------ Page excerpt

It uses the name that I am more familiar with, "popcount" (population count),
although "Hamming weight" also makes sense.
Anyway, the proof of correctness proceeds as follows:
b = a - ((a >> 1) & 0x55555555);
c = (b & 0x33333333) + ((b >> 2) & 0x33333333);
d = (c + (c >> 4)) & 0x0f0f0f0f;
#if SLOW_MULTIPLY
e = d + (d >> 8)
f = e + (e >> 16);
return f & 63;
#else
/* Useful if multiply takes at most 4 cycles */
return (d * 0x01010101) >> 24;
#endif
The input value a can be thought of as 32 1-bit fields each holding their own
hamming weight. Now look at it as 16 2-bit fields. Each 2-bit field a1..a0
has the value 2*a1 + a0. This can be converted into the hamming weight of the
2-bit field a1+a0 by subtracting a1.
That's what the (a >> 1) & mask subtraction does. Since there can be no
borrows, you can just do it all at once.
Enumerating the 4 possible cases:
0b00 = 0 -> 0 - 0 = 0
0b01 = 1 -> 1 - 0 = 1
0b10 = 2 -> 2 - 1 = 1
0b11 = 3 -> 3 - 1 = 2
The next step consists of breaking up b (made of 16 2-bir fields) into
even and odd halves and adding them into 4-bit fields. Since the largest
possible sum is 2+2 = 4, which will not fit into a 4-bit field, the 2-bit
^^^^^^^^^^^^^^^^^^^^^^^^^^^^^^^^^^^^^
"which will not fit into a 2-bit field"
fields have to be masked before they are added.
After this point, the masking can be delayed. Each 4-bit field holds a
population count from 0..4, taking at most 3 bits. These numbers can be added
without overflowing a 4-bit field, so we can compute c + (c >> 4), and only
then mask off the unwanted bits.
This produces d, a number of 4 8-bit fields, each in the range 0..8. From
this point, we can shift and add d multiple times without overflowing an 8-bit
field, and only do a final mask at the end.

------------

● **Tasks and exercises**
a: Using only the popcount excerpt, decide whether each statement agrees with it: (i) each 4-bit field holds a population count from 0 to 4; (ii) the multiply version is described as useful if multiply takes at most 8 cycles; (iii) each 8-bit field of d is in the range 0 to 16. For each, answer yes or no and quote the words of the text that decide it.
b: List every distinct hexadecimal constant that appears in the code of the popcount excerpt.

------ Raw data

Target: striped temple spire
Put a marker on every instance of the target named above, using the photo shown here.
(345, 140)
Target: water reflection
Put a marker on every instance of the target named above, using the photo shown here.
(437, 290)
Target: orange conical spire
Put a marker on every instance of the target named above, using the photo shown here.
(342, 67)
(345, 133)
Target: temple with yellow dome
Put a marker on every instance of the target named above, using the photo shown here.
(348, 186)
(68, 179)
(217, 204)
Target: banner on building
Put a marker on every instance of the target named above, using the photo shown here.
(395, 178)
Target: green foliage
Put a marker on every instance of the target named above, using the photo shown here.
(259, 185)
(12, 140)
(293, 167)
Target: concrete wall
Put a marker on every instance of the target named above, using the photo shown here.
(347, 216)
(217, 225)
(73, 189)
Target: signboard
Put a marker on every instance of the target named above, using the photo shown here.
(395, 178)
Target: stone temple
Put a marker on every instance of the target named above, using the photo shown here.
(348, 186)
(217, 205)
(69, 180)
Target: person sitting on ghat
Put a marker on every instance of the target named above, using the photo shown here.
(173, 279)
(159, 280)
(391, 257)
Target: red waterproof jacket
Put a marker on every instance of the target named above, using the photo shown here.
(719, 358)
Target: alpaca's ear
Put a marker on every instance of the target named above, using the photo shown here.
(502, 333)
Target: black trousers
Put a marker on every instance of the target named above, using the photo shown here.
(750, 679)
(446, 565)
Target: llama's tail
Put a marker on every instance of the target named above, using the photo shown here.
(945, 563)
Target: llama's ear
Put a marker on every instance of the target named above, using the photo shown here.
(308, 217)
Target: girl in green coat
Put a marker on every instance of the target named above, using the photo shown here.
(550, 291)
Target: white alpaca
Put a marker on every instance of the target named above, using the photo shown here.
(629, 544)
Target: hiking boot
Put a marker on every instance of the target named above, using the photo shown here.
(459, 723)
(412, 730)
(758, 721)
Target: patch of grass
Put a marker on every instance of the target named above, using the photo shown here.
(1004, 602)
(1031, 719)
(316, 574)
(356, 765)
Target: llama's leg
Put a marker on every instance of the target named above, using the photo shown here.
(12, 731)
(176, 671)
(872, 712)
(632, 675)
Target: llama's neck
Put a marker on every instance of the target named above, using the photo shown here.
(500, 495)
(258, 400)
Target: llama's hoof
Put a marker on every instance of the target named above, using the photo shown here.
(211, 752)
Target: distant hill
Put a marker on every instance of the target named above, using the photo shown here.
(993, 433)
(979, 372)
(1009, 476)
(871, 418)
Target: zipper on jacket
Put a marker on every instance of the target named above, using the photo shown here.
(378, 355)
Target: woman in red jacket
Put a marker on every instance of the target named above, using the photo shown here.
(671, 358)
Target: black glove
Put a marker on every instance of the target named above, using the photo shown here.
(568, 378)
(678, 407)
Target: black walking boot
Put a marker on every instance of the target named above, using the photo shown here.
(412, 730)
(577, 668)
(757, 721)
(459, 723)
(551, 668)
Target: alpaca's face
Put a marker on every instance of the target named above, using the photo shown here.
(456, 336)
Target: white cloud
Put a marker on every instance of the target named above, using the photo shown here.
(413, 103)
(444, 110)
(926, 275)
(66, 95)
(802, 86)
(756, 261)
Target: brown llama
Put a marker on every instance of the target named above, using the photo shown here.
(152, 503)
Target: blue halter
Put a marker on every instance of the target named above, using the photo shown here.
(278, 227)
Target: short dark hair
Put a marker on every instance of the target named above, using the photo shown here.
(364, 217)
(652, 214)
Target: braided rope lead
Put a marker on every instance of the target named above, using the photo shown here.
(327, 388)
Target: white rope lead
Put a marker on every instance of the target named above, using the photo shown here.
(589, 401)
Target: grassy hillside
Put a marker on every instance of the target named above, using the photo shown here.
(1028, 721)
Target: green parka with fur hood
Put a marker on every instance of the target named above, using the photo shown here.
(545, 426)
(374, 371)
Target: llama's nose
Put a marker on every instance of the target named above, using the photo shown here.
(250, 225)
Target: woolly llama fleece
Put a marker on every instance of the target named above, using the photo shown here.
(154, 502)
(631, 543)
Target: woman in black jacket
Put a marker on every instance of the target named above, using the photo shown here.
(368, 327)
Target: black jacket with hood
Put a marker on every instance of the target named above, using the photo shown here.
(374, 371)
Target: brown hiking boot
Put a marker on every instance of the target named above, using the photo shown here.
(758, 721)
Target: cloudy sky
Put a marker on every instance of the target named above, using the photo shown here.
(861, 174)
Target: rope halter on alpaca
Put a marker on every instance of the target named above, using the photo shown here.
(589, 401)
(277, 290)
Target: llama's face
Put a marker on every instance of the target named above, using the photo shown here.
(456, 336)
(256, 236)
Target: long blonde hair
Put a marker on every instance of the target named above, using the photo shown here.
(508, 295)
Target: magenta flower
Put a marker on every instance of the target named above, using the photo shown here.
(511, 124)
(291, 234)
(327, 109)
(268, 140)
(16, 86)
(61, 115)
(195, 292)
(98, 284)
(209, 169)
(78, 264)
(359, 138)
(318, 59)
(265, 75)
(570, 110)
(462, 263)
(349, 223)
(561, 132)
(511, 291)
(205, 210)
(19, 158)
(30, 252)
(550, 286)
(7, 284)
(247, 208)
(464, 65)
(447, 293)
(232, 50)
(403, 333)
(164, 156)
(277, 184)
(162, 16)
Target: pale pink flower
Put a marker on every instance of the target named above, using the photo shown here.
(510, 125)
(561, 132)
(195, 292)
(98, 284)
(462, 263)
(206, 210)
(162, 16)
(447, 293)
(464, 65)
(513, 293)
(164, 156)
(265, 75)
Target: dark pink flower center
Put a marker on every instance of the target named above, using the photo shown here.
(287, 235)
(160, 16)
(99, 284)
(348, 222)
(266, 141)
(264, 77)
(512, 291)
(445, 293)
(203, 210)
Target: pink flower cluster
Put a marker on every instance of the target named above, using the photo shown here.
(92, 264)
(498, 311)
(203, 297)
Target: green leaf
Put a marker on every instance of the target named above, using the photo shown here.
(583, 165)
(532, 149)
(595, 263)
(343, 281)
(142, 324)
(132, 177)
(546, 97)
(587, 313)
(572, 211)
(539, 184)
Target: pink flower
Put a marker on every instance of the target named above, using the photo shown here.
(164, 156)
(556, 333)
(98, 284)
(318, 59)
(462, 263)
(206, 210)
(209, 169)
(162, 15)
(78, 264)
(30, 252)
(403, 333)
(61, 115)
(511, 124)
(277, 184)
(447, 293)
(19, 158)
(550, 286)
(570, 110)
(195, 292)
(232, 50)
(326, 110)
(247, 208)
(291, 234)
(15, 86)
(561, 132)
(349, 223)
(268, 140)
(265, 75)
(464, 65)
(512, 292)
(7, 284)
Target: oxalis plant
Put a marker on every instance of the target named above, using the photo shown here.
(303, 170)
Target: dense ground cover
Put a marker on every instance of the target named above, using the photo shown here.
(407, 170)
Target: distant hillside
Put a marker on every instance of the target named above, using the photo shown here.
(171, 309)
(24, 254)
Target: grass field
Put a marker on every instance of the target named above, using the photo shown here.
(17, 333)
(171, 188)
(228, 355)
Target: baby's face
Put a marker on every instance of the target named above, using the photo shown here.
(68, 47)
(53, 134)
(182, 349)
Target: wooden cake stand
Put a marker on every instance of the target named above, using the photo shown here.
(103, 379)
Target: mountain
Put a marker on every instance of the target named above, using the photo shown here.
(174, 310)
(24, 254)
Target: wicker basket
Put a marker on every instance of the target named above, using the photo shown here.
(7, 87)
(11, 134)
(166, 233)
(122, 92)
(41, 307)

------------

● **Solved problems**
a:
(i) Yes: "Each 4-bit field holds a population count from 0..4, taking at most 3 bits."
(ii) No: "Useful if multiply takes at most 4 cycles"
(iii) No: "This produces d, a number of 4 8-bit fields, each in the range 0..8."

b:
0x55555555
0x33333333
0x0f0f0f0f
0x01010101